=== Working data ===
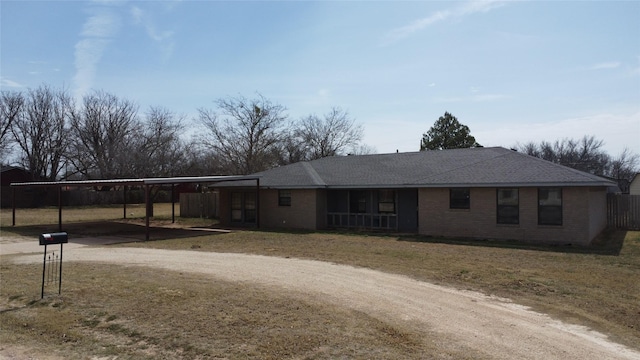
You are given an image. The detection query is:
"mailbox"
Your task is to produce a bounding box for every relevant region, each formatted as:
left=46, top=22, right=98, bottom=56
left=40, top=232, right=69, bottom=245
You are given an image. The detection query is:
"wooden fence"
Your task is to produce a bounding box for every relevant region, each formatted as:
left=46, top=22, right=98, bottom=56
left=607, top=194, right=640, bottom=230
left=180, top=192, right=219, bottom=219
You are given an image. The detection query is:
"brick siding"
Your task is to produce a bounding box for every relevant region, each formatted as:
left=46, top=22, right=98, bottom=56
left=419, top=187, right=606, bottom=245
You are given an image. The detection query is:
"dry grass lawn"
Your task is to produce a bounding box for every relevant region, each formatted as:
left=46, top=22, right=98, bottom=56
left=0, top=205, right=640, bottom=359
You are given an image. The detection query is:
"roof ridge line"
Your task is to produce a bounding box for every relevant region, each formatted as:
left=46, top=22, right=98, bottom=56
left=406, top=146, right=509, bottom=184
left=302, top=161, right=327, bottom=186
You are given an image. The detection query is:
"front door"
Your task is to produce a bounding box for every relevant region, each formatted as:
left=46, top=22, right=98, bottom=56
left=398, top=189, right=418, bottom=232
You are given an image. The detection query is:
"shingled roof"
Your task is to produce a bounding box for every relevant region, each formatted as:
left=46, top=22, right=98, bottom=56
left=224, top=147, right=616, bottom=189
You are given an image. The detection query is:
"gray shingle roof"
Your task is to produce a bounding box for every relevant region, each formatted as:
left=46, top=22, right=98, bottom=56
left=221, top=147, right=615, bottom=188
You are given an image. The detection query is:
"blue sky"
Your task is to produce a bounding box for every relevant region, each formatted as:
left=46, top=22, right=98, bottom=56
left=0, top=0, right=640, bottom=156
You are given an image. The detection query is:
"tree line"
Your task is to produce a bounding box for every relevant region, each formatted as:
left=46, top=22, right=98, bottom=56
left=420, top=112, right=640, bottom=192
left=0, top=85, right=370, bottom=180
left=0, top=85, right=640, bottom=191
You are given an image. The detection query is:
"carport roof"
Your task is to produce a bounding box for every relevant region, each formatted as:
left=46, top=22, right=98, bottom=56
left=11, top=175, right=261, bottom=186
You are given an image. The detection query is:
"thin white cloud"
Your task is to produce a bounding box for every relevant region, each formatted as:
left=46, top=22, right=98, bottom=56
left=73, top=7, right=120, bottom=98
left=131, top=6, right=174, bottom=58
left=589, top=61, right=621, bottom=70
left=382, top=0, right=506, bottom=45
left=0, top=78, right=25, bottom=88
left=471, top=94, right=511, bottom=102
left=431, top=94, right=511, bottom=104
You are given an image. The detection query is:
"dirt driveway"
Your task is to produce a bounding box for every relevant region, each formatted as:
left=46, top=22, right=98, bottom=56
left=0, top=239, right=640, bottom=360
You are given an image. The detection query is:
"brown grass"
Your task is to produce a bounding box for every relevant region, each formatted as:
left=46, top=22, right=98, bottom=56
left=0, top=208, right=640, bottom=359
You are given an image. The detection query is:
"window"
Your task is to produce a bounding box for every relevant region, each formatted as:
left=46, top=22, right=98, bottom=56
left=496, top=189, right=520, bottom=224
left=378, top=190, right=396, bottom=214
left=538, top=188, right=562, bottom=225
left=278, top=190, right=291, bottom=206
left=449, top=188, right=471, bottom=209
left=349, top=191, right=367, bottom=214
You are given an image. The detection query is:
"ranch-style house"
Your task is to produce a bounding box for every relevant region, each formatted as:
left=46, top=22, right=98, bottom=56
left=217, top=147, right=616, bottom=245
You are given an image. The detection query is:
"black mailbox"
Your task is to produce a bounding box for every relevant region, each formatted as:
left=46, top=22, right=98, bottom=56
left=40, top=232, right=69, bottom=245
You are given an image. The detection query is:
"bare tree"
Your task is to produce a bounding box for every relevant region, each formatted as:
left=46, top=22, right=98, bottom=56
left=609, top=148, right=640, bottom=192
left=68, top=92, right=140, bottom=179
left=198, top=94, right=287, bottom=174
left=516, top=136, right=640, bottom=191
left=11, top=85, right=73, bottom=180
left=0, top=91, right=24, bottom=164
left=294, top=107, right=364, bottom=160
left=127, top=107, right=185, bottom=177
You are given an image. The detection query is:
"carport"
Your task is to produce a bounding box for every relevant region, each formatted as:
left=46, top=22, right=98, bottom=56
left=11, top=175, right=260, bottom=241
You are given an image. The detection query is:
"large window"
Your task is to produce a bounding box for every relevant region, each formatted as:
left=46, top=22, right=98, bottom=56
left=449, top=188, right=471, bottom=209
left=278, top=190, right=291, bottom=206
left=378, top=190, right=396, bottom=214
left=496, top=189, right=520, bottom=224
left=538, top=188, right=562, bottom=225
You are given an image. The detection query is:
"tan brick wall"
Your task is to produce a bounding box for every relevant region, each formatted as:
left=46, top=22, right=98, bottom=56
left=260, top=190, right=319, bottom=230
left=418, top=188, right=606, bottom=245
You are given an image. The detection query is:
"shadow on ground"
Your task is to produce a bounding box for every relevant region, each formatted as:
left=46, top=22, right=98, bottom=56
left=3, top=221, right=228, bottom=245
left=398, top=230, right=627, bottom=256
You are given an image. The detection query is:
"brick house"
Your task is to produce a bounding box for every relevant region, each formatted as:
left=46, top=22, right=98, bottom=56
left=219, top=147, right=616, bottom=245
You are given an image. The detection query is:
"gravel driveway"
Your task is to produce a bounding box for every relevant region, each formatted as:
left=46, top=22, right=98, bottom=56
left=0, top=239, right=640, bottom=360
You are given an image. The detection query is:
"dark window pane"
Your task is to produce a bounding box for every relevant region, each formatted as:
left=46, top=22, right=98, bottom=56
left=538, top=188, right=562, bottom=225
left=449, top=188, right=471, bottom=209
left=278, top=190, right=291, bottom=206
left=497, top=189, right=520, bottom=224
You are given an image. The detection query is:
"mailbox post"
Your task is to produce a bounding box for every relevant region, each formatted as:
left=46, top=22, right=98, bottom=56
left=39, top=232, right=69, bottom=299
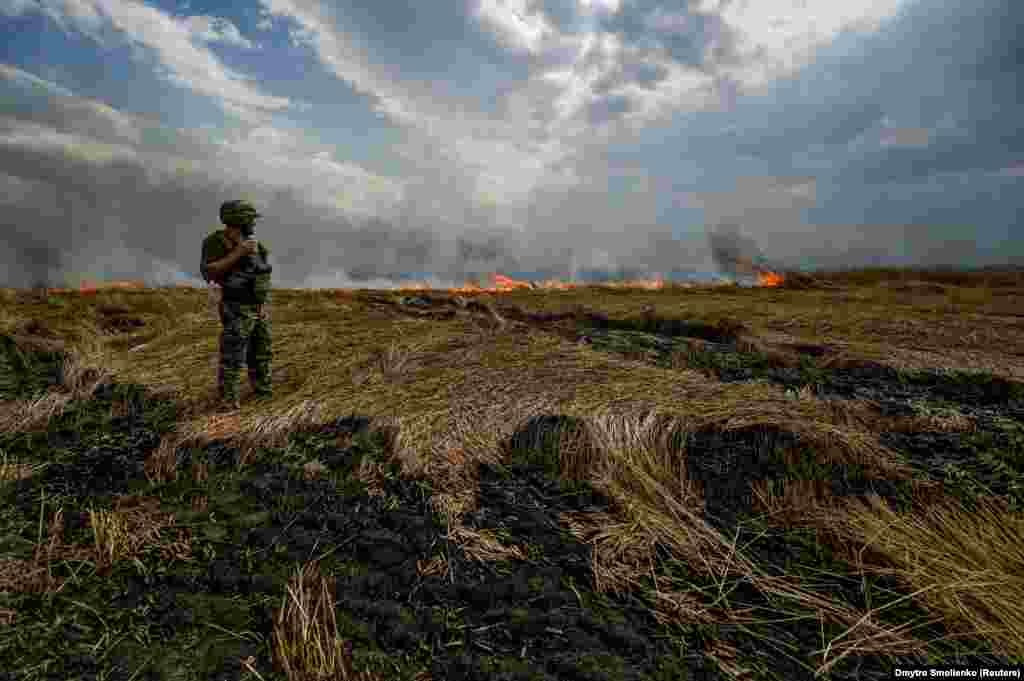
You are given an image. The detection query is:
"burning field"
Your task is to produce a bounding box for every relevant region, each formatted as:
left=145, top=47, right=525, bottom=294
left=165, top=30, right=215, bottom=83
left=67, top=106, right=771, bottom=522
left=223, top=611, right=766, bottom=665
left=0, top=268, right=1024, bottom=681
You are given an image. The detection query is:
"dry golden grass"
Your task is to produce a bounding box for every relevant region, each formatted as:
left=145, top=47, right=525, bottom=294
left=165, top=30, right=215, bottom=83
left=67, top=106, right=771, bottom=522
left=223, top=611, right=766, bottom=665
left=0, top=270, right=1024, bottom=679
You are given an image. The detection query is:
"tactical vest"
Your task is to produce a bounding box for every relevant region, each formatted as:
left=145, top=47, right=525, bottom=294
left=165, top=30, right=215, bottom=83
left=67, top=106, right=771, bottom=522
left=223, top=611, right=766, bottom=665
left=222, top=236, right=273, bottom=305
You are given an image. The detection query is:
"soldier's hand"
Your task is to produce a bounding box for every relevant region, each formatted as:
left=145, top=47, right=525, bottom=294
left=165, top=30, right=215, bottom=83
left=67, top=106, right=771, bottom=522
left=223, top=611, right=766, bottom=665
left=236, top=239, right=259, bottom=255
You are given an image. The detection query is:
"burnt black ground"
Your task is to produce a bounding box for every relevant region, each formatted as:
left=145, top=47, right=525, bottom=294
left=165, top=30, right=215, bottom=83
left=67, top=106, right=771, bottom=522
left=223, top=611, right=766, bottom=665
left=0, top=327, right=1019, bottom=681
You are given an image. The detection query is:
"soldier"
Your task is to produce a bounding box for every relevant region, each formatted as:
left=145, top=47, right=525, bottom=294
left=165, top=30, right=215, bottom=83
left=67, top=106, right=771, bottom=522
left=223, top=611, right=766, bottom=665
left=200, top=201, right=273, bottom=412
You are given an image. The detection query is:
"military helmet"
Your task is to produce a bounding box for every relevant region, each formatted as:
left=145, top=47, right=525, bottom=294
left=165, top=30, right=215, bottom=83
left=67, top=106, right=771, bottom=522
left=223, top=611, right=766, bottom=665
left=220, top=201, right=263, bottom=225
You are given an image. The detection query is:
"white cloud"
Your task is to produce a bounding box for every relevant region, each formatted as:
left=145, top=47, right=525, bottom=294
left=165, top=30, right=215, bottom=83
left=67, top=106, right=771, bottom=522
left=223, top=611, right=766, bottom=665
left=705, top=0, right=904, bottom=87
left=181, top=16, right=253, bottom=49
left=645, top=7, right=690, bottom=34
left=8, top=0, right=289, bottom=123
left=476, top=0, right=552, bottom=53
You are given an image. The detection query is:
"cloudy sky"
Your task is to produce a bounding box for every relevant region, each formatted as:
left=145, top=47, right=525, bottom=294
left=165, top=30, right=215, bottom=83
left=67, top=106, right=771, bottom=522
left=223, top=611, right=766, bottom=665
left=0, top=0, right=1024, bottom=287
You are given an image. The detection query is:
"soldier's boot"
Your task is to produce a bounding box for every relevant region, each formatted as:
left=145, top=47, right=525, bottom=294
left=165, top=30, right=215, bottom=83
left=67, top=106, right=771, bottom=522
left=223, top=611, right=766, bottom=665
left=218, top=367, right=242, bottom=412
left=249, top=367, right=273, bottom=399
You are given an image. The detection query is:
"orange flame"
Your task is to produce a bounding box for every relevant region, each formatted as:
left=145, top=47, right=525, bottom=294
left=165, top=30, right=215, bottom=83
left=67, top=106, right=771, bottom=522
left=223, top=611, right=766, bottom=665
left=758, top=271, right=785, bottom=287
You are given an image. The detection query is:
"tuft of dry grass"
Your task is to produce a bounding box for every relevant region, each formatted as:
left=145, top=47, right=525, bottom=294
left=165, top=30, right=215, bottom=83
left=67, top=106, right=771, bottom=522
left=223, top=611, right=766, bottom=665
left=268, top=562, right=382, bottom=681
left=0, top=272, right=1024, bottom=680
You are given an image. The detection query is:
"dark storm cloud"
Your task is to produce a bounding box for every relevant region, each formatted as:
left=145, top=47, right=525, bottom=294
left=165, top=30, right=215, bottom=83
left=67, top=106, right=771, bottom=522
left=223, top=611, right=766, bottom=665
left=735, top=2, right=1024, bottom=183
left=587, top=95, right=632, bottom=125
left=593, top=58, right=669, bottom=94
left=600, top=0, right=735, bottom=70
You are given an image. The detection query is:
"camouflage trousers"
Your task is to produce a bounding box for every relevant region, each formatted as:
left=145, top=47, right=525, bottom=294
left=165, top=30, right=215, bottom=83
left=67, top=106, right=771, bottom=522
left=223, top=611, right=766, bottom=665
left=217, top=301, right=273, bottom=400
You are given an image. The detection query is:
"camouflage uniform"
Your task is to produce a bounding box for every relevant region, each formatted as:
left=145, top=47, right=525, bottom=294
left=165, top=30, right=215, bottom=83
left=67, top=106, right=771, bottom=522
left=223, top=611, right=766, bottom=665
left=200, top=201, right=273, bottom=407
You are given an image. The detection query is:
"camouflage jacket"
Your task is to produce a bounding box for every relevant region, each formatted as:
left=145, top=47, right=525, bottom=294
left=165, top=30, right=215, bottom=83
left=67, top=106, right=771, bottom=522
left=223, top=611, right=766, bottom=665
left=200, top=229, right=272, bottom=304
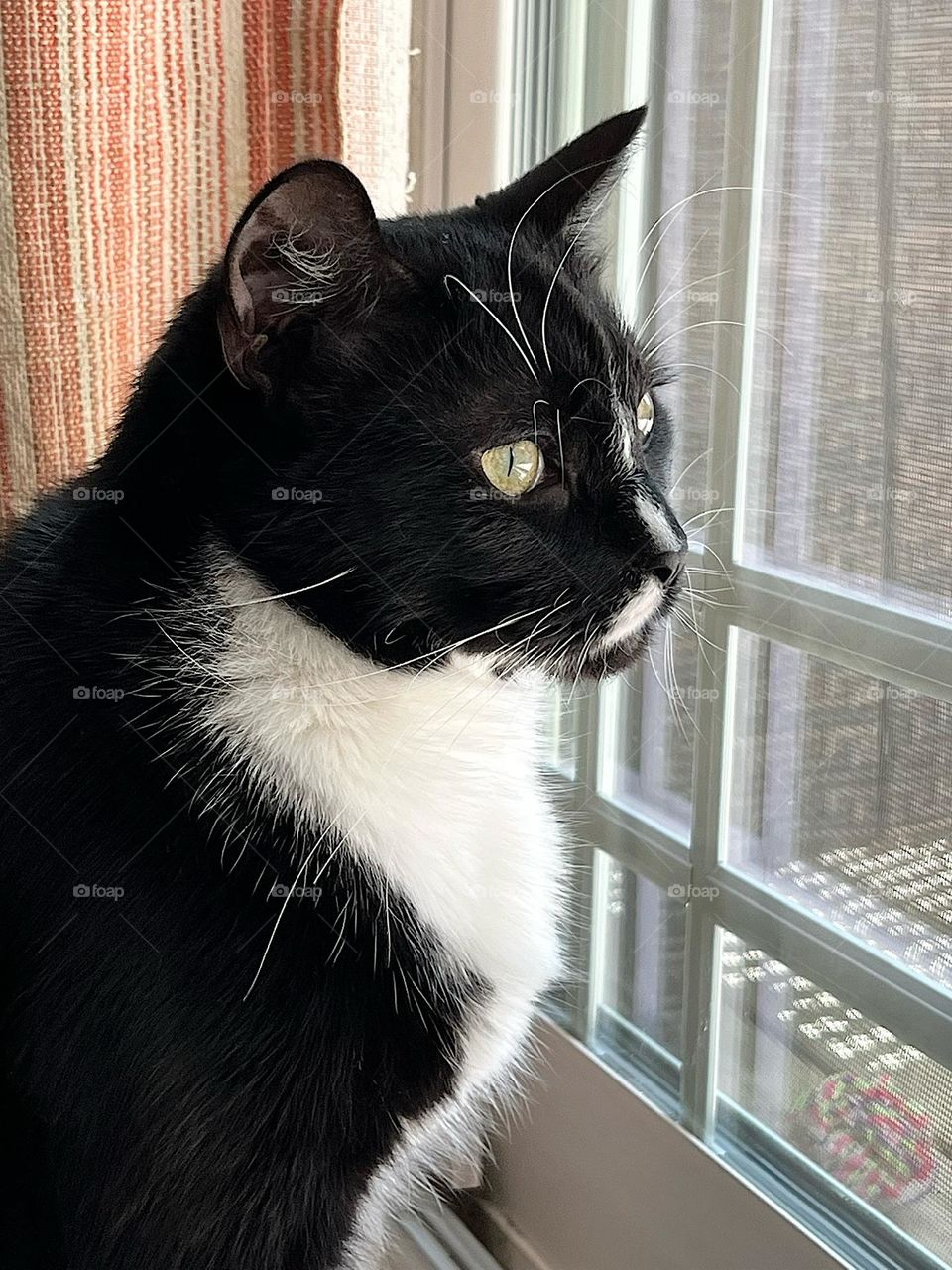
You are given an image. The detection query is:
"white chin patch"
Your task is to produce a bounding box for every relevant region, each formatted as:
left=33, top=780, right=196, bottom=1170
left=600, top=577, right=663, bottom=649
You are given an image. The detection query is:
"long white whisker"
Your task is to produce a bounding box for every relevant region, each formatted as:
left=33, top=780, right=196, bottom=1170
left=443, top=273, right=538, bottom=380
left=505, top=163, right=600, bottom=362
left=664, top=354, right=740, bottom=396
left=635, top=269, right=731, bottom=343
left=647, top=318, right=793, bottom=357
left=667, top=447, right=713, bottom=498
left=540, top=190, right=611, bottom=372
left=207, top=566, right=357, bottom=609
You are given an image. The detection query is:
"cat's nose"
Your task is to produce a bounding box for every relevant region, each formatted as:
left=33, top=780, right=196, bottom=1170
left=645, top=552, right=688, bottom=590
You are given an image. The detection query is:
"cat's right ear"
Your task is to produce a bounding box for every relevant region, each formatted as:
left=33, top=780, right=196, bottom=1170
left=218, top=159, right=400, bottom=389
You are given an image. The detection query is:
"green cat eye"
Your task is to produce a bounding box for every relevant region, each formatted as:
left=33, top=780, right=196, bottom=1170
left=480, top=437, right=545, bottom=498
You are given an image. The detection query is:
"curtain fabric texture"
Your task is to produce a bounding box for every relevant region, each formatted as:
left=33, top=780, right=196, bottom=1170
left=0, top=0, right=410, bottom=523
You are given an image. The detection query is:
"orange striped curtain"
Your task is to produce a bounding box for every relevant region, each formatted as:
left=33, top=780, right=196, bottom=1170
left=0, top=0, right=410, bottom=518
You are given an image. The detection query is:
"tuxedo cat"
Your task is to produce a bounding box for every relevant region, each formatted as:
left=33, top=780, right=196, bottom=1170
left=0, top=110, right=685, bottom=1270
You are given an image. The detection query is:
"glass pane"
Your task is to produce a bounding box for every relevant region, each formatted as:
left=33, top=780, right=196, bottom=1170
left=597, top=852, right=685, bottom=1060
left=544, top=684, right=579, bottom=780
left=717, top=933, right=952, bottom=1260
left=603, top=627, right=699, bottom=840
left=744, top=0, right=952, bottom=617
left=727, top=631, right=952, bottom=987
left=620, top=0, right=730, bottom=530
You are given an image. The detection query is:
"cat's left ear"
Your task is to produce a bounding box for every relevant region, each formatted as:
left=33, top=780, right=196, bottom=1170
left=218, top=159, right=399, bottom=389
left=476, top=105, right=648, bottom=235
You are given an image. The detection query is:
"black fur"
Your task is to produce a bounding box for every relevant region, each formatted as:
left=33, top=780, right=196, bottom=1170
left=0, top=112, right=674, bottom=1270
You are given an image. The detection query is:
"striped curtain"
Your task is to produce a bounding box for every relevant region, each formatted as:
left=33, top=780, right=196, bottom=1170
left=0, top=0, right=410, bottom=520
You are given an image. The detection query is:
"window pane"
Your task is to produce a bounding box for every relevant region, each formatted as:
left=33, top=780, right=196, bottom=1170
left=727, top=631, right=952, bottom=987
left=717, top=933, right=952, bottom=1260
left=620, top=0, right=730, bottom=528
left=597, top=852, right=685, bottom=1060
left=744, top=0, right=952, bottom=617
left=544, top=684, right=579, bottom=780
left=604, top=627, right=699, bottom=840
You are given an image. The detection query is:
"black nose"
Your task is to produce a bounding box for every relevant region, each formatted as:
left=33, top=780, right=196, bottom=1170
left=647, top=552, right=685, bottom=589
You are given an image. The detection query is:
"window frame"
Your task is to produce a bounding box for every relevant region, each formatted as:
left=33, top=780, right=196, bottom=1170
left=504, top=0, right=952, bottom=1270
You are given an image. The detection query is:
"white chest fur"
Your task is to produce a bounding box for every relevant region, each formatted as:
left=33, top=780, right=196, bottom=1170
left=191, top=564, right=571, bottom=1092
===
→ Short task:
Return every line of the listing above that contains the word "window", copying each line in full.

→ Complete answer:
"window"
"large window"
"dark window pane"
"window pane"
"window frame"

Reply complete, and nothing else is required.